The request:
Rescale the rows between the line holding "In the photo above, where can the gabled" and the end of the rows, inclusive, and give only those lines. Keep the request lines unchanged, but multiply every point coordinate in the answers by 2 and round to whole numbers, with halves rounding up.

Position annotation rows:
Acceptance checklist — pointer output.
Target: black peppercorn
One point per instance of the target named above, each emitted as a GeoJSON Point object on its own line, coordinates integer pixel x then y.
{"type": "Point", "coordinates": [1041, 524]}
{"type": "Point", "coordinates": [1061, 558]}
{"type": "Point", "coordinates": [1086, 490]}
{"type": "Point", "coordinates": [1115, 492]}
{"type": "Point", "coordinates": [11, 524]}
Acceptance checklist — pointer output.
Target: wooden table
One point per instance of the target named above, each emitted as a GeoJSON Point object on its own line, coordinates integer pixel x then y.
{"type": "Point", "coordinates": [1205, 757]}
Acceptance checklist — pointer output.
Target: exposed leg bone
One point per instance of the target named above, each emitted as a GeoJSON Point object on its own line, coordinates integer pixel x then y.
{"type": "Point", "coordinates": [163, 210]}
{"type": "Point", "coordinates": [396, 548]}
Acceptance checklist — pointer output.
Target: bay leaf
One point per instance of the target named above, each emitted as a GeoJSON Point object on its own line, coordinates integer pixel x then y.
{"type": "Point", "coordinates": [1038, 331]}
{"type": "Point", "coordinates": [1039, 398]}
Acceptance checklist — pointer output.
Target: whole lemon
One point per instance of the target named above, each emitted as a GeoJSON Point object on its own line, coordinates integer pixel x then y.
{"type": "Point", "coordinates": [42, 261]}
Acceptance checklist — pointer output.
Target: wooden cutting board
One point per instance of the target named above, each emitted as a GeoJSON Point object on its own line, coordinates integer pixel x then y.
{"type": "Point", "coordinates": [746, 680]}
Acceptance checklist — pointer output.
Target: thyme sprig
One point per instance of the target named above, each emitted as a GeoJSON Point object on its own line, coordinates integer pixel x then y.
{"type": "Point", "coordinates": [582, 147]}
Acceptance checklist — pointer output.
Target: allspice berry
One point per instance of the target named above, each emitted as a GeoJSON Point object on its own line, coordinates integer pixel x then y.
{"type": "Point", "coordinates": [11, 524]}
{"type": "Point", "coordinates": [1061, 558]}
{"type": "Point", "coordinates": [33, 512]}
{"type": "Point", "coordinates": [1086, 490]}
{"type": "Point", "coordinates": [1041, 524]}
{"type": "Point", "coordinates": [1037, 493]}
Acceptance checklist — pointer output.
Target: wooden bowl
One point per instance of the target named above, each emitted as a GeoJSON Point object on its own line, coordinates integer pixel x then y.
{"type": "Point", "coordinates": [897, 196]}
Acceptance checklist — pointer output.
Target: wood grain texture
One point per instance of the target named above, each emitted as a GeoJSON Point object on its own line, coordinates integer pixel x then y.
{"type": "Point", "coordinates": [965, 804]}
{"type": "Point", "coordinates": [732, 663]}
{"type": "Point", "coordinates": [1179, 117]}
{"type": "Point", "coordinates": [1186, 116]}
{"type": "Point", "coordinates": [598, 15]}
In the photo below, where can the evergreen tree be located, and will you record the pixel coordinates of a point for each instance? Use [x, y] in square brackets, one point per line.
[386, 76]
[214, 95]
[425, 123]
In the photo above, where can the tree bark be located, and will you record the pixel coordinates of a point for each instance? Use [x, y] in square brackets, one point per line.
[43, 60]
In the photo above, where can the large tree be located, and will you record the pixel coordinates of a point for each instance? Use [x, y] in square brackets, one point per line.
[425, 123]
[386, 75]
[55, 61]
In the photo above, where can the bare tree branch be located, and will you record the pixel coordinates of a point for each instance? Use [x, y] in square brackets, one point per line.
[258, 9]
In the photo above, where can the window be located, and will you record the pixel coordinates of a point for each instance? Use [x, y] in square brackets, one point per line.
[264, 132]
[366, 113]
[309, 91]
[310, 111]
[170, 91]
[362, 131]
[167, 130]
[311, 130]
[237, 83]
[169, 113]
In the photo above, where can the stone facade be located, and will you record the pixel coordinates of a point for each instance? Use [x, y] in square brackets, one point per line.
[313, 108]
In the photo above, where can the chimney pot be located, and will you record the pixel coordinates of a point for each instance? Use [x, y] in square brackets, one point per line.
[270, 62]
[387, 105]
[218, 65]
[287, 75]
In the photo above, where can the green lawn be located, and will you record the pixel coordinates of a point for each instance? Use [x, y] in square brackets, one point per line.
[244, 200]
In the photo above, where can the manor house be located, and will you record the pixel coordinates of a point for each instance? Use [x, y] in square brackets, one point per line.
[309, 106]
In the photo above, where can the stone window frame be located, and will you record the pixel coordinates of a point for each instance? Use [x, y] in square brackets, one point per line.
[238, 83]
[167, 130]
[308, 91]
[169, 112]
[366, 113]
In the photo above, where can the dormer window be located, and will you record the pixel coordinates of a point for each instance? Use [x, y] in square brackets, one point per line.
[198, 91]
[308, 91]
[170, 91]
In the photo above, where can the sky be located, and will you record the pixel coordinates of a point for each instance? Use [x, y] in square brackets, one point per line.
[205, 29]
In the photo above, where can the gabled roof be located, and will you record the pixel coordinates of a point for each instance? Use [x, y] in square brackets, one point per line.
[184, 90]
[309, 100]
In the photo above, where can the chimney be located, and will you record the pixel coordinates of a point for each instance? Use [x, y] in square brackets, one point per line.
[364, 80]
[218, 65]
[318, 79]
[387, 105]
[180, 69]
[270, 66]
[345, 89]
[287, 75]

Task output:
In the photo above, where can the gabled roof be located, and will you record the pixel coordinates of a point for each instance? Use [x, y] in square brackets, one point per line.
[368, 180]
[618, 200]
In the photo above, where can the chimney be located, and will you record the pixel coordinates of a point for each instance? Use [x, y] in square brackets, one point per line.
[728, 160]
[436, 130]
[636, 158]
[774, 210]
[360, 138]
[540, 132]
[690, 178]
[574, 150]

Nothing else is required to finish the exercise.